#### [Work to be completed]
Please gather every line of the items below that contains the string "before", matching case exactly.

Stored data entries
++++++++++
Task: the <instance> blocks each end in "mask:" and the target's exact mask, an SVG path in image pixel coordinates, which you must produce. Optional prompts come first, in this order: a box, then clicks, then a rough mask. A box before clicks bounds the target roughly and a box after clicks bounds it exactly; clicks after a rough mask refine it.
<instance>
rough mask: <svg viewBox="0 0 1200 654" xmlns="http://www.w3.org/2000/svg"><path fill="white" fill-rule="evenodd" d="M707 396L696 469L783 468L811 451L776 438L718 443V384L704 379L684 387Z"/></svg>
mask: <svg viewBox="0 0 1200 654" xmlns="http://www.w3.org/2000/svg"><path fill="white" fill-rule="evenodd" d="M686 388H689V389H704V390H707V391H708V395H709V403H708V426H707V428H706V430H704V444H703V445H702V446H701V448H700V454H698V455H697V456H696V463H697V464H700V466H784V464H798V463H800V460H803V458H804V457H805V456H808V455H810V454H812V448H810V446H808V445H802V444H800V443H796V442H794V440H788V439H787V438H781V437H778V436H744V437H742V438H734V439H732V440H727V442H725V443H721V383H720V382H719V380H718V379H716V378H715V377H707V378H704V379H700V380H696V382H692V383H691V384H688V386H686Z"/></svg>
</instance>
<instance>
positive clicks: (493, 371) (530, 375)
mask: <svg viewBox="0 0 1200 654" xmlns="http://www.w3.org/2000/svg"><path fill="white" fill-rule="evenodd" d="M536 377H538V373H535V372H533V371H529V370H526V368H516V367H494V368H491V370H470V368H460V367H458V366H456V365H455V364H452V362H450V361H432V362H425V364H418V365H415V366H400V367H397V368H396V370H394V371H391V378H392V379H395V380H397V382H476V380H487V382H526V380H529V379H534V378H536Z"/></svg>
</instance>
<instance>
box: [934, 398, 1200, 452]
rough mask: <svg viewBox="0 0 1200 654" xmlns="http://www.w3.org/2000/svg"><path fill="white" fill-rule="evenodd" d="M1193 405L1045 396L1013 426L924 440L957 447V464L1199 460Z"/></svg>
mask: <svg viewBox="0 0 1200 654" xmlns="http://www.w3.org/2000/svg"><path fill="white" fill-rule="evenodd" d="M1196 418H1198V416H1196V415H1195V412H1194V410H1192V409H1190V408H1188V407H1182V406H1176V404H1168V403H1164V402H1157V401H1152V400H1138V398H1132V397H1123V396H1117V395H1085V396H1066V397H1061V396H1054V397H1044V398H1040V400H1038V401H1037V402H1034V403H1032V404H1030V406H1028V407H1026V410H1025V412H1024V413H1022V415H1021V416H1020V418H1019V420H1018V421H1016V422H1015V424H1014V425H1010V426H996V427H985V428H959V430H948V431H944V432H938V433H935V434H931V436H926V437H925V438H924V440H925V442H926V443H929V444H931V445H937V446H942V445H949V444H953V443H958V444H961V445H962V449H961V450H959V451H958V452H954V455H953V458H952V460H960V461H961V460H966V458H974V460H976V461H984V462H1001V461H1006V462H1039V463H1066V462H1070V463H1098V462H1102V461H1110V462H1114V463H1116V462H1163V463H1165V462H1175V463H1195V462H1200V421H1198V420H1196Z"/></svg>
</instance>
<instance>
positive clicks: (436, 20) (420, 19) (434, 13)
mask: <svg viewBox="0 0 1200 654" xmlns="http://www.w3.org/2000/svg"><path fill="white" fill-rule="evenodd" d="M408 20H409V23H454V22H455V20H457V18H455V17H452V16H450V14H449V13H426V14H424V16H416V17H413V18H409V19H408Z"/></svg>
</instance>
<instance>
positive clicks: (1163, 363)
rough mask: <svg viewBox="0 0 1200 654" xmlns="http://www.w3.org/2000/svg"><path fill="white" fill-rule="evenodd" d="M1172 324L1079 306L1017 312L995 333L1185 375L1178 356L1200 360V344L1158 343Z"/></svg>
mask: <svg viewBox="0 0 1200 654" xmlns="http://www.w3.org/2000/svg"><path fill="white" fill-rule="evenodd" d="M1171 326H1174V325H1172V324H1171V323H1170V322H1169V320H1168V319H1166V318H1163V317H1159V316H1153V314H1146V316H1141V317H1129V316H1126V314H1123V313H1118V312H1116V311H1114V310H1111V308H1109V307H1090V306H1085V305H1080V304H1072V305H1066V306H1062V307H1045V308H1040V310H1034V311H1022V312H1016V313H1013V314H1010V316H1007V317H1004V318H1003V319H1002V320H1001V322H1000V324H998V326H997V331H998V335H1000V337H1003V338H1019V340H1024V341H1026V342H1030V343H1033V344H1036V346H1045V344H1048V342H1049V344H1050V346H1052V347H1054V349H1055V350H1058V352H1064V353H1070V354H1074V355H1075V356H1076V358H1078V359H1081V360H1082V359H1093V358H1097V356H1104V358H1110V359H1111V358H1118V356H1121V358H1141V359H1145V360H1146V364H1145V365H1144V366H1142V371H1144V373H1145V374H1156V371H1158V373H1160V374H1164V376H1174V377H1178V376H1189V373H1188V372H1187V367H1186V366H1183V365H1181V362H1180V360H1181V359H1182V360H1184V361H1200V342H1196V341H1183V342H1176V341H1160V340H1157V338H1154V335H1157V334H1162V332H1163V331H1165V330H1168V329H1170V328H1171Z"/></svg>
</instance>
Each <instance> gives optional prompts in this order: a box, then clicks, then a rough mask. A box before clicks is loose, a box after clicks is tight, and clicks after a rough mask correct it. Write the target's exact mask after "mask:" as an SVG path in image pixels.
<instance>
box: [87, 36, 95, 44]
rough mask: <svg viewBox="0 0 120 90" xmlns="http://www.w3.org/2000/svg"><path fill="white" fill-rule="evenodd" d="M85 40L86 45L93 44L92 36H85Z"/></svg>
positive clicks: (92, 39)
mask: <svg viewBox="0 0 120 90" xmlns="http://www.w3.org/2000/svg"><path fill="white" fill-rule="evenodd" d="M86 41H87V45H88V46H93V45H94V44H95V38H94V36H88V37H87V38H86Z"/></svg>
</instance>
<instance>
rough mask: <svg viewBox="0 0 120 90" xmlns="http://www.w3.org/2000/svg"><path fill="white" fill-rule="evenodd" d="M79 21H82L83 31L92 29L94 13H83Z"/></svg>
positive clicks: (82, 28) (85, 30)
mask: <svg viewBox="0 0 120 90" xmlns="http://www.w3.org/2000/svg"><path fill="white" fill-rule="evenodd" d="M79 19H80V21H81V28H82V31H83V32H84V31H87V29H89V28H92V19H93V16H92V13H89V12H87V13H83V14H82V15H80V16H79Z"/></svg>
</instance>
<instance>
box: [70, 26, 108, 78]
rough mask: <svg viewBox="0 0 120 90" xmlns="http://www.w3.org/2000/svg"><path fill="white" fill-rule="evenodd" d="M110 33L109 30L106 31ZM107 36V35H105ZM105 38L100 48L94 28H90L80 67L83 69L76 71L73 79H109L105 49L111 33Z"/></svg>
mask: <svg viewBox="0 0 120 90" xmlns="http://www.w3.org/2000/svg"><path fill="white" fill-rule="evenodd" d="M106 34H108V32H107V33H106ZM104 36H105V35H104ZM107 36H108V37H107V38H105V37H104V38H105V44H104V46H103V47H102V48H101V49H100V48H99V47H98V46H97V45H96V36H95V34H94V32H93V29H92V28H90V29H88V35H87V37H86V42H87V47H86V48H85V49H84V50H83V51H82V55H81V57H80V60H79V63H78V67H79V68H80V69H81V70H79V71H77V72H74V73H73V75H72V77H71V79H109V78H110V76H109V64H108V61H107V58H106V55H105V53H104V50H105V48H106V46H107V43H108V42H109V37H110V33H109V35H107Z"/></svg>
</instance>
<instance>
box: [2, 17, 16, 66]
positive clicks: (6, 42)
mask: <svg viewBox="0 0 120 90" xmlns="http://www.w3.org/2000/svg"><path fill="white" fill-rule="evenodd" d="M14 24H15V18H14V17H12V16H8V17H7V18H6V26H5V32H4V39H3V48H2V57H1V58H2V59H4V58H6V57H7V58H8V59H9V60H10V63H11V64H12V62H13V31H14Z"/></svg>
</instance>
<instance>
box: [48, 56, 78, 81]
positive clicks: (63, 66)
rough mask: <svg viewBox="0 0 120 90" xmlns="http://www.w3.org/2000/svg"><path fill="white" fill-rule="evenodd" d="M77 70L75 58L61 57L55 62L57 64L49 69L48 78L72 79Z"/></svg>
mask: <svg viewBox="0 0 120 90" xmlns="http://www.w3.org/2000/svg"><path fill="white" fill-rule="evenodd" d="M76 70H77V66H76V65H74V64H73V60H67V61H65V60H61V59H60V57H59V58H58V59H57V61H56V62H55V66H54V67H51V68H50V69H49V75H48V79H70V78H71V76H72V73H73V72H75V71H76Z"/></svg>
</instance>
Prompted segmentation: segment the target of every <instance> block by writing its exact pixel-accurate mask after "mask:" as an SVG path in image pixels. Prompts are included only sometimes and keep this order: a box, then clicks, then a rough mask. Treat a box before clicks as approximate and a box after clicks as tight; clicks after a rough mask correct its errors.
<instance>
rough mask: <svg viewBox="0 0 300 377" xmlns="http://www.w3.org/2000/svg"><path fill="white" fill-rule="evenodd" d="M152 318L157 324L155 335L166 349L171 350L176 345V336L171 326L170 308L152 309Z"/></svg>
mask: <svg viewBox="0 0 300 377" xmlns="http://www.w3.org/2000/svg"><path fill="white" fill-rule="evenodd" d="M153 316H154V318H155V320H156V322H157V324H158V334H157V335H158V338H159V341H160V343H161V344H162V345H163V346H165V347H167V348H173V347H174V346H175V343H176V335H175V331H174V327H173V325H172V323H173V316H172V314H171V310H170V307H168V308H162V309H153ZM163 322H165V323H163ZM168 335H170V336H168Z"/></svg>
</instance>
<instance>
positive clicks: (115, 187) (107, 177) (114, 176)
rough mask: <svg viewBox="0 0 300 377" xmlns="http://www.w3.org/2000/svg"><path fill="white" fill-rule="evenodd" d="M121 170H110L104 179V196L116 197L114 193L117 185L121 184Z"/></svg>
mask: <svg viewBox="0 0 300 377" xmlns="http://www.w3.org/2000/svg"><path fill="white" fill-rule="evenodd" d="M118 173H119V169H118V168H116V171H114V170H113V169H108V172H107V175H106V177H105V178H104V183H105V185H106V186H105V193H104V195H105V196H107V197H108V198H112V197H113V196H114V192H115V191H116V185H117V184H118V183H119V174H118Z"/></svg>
++++++++++
#### [Task output]
Task: the <instance> blocks each end in "mask:" and the target's exact mask, an SVG path in image pixel coordinates, which you must produce. Optional prompts come first, in this order: a box, then clicks, then a rough mask. A box before clicks bounds the target roughly and a box after clicks bounds it exactly; clicks after a rough mask refine it.
Each <instance> gives optional prompts in this order: a box, then clicks, then a rough mask. A box before clicks is loose, a box after clicks is tight, and clicks after a rough mask correct it. Write the target's exact mask after "mask:" as an SVG path in image pixels.
Prompted segmentation: segment the target of every <instance> block by writing its exact pixel-accurate mask after "mask:" as an SVG path in image pixels. Prompts are included only sometimes and keep this order: a box, then clicks, then a rough mask. Treat a box before clicks as approximate and a box after clicks as tight; clicks after a rough mask correct its errors.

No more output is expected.